Problem: Could you transcribe every entry below exactly, leaving out the pictures?

Input data:
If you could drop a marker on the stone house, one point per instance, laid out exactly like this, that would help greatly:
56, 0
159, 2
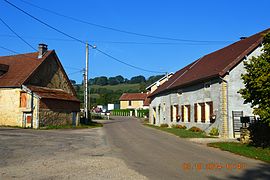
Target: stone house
35, 91
205, 93
152, 87
134, 101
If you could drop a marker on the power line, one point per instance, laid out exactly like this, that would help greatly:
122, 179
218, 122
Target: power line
117, 42
17, 34
76, 72
120, 30
61, 32
76, 39
130, 65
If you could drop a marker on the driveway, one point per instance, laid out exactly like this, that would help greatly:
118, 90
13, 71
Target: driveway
159, 155
59, 154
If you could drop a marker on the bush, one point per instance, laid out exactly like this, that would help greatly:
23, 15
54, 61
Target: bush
214, 131
178, 126
259, 134
164, 125
195, 129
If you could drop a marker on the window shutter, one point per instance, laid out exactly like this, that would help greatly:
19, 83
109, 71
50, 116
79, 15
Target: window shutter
23, 100
195, 113
188, 106
182, 113
171, 113
211, 111
203, 112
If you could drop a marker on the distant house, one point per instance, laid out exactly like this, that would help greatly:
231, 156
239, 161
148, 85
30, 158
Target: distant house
35, 91
205, 93
151, 88
134, 101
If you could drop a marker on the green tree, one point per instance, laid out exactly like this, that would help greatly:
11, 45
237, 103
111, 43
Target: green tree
137, 79
102, 80
113, 81
257, 82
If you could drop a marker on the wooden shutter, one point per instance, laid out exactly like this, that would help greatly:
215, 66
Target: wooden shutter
23, 99
182, 113
171, 113
211, 111
195, 113
188, 106
203, 112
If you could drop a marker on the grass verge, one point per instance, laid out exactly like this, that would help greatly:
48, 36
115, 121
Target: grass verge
181, 132
81, 126
262, 154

Solution for this exercise:
If you could drop a marker on the stone house, one point per instance, laid out exactly like this, that would help greatly:
56, 0
159, 2
Target: stone house
35, 91
205, 93
152, 87
134, 101
If you could drop a marker on the power line, one point per instance, laid out exactly like this, that would help greatly:
122, 179
218, 122
Target: power line
117, 42
17, 34
76, 72
120, 30
61, 32
76, 39
130, 65
If you could drop a marker on the driveway, one point per instance, laid out exactly like this, that would help greatly:
118, 90
13, 71
Target: driveway
159, 155
59, 154
If you could drop a marker on the bush, one point per instance, laid out exactly like this, that would help greatly:
23, 15
54, 61
Target: bush
214, 131
178, 126
259, 134
164, 125
195, 129
If you could drop a marker on the window shutter, one point per instance, laid out exactly like this, that would help greatly:
19, 83
109, 71
50, 116
79, 15
Target: window shutter
23, 100
195, 113
188, 106
182, 113
171, 113
211, 111
203, 112
If you could drop a marker on the distant house, one point per instance, laid out exactly like this, that would help greatly:
231, 156
239, 161
148, 85
30, 158
Target: distant house
35, 91
205, 93
151, 88
134, 101
If you could drop a marker on the green tree, one point per instance, laid out exactly like this, that would help greatly:
11, 45
237, 103
111, 43
Target: green tree
137, 79
102, 80
113, 81
257, 82
If you could drop a marker on the wooden shutter, one point per instance, laid out exactly like this, that would help greatly:
215, 66
Target: wooden shutter
23, 99
182, 113
171, 113
211, 111
195, 113
188, 106
203, 112
If you could drop a marker on the grass verge, one point per instance, laid out exactly like this, that would help greatly:
48, 36
115, 121
Target: grass verge
181, 132
81, 126
262, 154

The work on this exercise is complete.